▸ Task statement:
Start with the line containing "the black fender" and write out each line through the end of the listing, exactly as given.
====================
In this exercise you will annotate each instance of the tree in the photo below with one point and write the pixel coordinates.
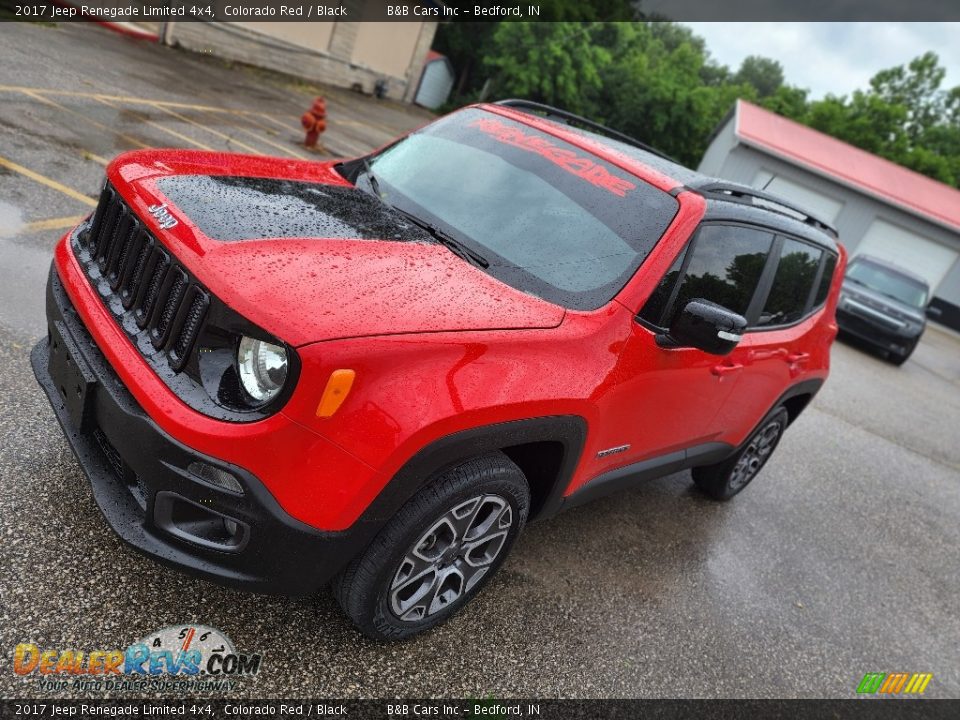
(764, 74)
(555, 63)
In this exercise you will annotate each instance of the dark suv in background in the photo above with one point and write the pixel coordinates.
(883, 305)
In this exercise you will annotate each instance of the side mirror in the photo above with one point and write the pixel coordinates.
(705, 326)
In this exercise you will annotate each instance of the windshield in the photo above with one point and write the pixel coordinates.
(550, 218)
(888, 281)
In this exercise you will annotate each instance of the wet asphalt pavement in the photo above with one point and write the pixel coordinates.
(841, 559)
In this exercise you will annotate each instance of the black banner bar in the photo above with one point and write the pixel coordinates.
(872, 708)
(474, 10)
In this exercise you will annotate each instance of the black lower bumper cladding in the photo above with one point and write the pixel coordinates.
(160, 496)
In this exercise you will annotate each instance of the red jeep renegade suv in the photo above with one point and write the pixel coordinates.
(278, 373)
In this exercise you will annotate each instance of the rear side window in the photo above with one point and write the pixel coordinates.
(829, 265)
(792, 284)
(723, 266)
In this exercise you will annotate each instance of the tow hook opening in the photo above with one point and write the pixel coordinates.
(204, 526)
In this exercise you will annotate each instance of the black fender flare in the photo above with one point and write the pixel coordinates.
(451, 450)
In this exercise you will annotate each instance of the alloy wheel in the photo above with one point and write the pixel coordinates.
(450, 557)
(755, 454)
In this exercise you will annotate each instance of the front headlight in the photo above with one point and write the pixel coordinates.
(262, 367)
====================
▸ Answer in full:
In this exercise you will annotate each instance of the black fender flare in the photo above with one point and write the pixel coordinates.
(451, 450)
In this exercise you will annotate each instance of the alloy wheel in the photo above with one point and write the pixel coordinates.
(450, 557)
(755, 454)
In this exercise you will annotate each instance of the front headlight in the photo above with one point and write the pixel coordinates.
(262, 367)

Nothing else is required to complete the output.